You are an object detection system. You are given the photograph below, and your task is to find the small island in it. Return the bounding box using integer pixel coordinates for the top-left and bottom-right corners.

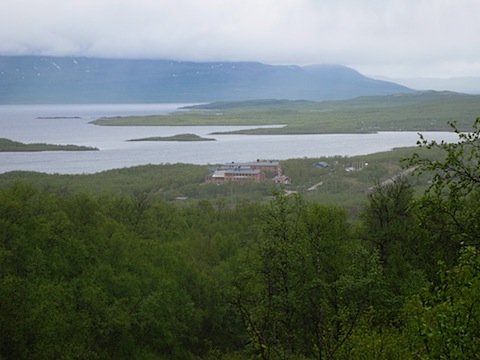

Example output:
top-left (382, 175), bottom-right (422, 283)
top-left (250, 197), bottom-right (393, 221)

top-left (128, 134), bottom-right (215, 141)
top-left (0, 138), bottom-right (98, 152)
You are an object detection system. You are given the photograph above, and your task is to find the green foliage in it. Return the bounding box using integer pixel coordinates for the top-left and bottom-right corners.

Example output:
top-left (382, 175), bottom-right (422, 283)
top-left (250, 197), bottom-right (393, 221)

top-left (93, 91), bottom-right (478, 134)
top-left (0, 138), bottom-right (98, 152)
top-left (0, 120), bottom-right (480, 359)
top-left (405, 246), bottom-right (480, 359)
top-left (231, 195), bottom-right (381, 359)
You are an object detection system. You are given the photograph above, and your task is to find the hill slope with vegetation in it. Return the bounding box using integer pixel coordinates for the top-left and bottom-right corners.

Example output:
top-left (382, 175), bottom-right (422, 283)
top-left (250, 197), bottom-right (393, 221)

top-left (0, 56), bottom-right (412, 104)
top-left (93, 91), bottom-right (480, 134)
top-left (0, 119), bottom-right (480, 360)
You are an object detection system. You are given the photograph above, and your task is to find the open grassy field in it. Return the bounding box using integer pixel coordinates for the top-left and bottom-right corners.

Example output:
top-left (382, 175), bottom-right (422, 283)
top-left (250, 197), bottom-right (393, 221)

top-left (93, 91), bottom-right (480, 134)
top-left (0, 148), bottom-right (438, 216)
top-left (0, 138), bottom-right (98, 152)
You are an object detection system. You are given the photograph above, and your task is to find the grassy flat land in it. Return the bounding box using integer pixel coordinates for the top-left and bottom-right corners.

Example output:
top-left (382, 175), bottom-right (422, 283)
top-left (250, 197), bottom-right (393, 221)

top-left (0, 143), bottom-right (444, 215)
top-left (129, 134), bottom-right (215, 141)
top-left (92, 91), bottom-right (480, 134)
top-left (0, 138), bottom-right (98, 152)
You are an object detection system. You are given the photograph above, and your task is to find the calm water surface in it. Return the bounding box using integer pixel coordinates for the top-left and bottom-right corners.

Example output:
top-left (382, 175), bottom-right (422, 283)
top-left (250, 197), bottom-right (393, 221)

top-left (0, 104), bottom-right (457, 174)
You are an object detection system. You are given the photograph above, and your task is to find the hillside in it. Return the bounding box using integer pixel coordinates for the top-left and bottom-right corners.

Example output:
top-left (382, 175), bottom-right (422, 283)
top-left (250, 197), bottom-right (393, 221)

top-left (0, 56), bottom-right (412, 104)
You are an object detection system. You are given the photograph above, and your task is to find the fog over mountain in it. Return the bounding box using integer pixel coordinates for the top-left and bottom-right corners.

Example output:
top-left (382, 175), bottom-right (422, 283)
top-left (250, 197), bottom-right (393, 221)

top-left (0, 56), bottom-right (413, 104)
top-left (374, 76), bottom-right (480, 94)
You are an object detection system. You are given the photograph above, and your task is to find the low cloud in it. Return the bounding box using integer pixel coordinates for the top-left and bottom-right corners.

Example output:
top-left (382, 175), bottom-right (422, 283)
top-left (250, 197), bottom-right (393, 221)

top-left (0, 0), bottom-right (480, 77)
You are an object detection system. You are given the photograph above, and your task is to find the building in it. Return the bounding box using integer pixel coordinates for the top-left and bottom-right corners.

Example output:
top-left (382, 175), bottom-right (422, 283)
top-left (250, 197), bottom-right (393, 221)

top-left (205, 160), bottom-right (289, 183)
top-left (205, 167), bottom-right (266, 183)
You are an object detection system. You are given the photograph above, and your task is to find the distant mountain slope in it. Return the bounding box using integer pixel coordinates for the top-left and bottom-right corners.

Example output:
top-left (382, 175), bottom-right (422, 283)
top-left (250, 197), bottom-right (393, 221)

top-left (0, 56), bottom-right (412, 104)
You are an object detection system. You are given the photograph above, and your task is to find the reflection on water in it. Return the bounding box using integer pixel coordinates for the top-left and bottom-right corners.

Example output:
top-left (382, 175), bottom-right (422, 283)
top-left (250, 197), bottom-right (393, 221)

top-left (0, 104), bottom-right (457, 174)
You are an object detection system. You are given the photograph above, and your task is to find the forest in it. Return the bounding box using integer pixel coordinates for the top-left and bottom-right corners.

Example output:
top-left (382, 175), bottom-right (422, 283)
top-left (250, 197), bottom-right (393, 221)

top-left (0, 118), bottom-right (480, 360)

****************************************

GIVEN TASK:
How many lines in the items above contain the string "grassy"? Reply with the number alone.

EXERCISE SOLUTION:
2